# Start of Document

With consumer price index (CPI) based inflation forecast to trail 4% for a large part of this fiscal, monetary easing by the MPC is likely to continue. A 25 bps rate cut is expected this week, followed by two more cuts over the subsequent two policy reviews, taking the repo rate to 5.25% by the end of the cycle. With growth below trend and inflation below target, we believe policy rates will need to move into the accommodative zone rather than neutral, says a report by Nomura.

“As such, we expect an additional 100 bps rate cut to a terminal rate of 5.00%, with 25 bps cuts in each of June, August, October and December,” it says. Nomura underscored the fact its projection for both GDP growth and inflation are lower than the RBI estimates. Nomura predicts India’s GDP to grow at 6.2% against RBI’s projection of 6.5%, and FY26 inflation to be 3.3% against 4% predicted by the RBI.

“RBI would be one of few central banks which are in a comfortable position to ease policy rate with the dual mandate of inflation at 4% and supporting growth not in conflict,” says Gaura Sen Gupta, chief economist, IDFC first Bank. IDFC First Bank expects another 25 bps cut in the forthcoming MPC meet. Gaura Sen Gupta expects the overall tone of the policy to be positive on growth both consumption and investment. “Based on our FY26 CPI estimate of 3.5%, we see terminal repo rate at 5.25%,” says Sen Gupta.

# End of Document

### [Task requirements]
**1)** Reproduce the stretch from "With consumer price" through "report by Nomura." in the rate-cut passage.
**2)** In the rate-cut passage, which months does Nomura expect 25 bps cuts in?

# Start of Recorded data

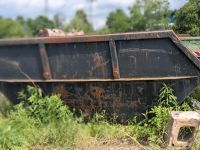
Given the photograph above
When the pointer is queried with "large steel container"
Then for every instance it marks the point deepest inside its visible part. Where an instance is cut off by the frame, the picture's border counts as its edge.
(193, 43)
(119, 73)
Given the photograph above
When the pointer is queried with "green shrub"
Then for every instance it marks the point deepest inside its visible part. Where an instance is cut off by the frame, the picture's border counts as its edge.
(152, 128)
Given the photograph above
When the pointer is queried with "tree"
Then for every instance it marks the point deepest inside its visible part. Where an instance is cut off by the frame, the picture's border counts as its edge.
(187, 18)
(80, 22)
(10, 28)
(58, 20)
(118, 21)
(39, 23)
(149, 15)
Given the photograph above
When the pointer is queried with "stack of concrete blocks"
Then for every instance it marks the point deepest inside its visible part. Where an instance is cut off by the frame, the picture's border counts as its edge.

# End of Recorded data

### [Results for each task]
**1)**
With consumer price index (CPI) based inflation forecast to trail 4% for a large part of this fiscal, monetary easing by the MPC is likely to continue. A 25 bps rate cut is expected this week, followed by two more cuts over the subsequent two policy reviews, taking the repo rate to 5.25% by the end of the cycle. With growth below trend and inflation below target, we believe policy rates will need to move into the accommodative zone rather than neutral, says a report by Nomura.

**2)** June, August, October, December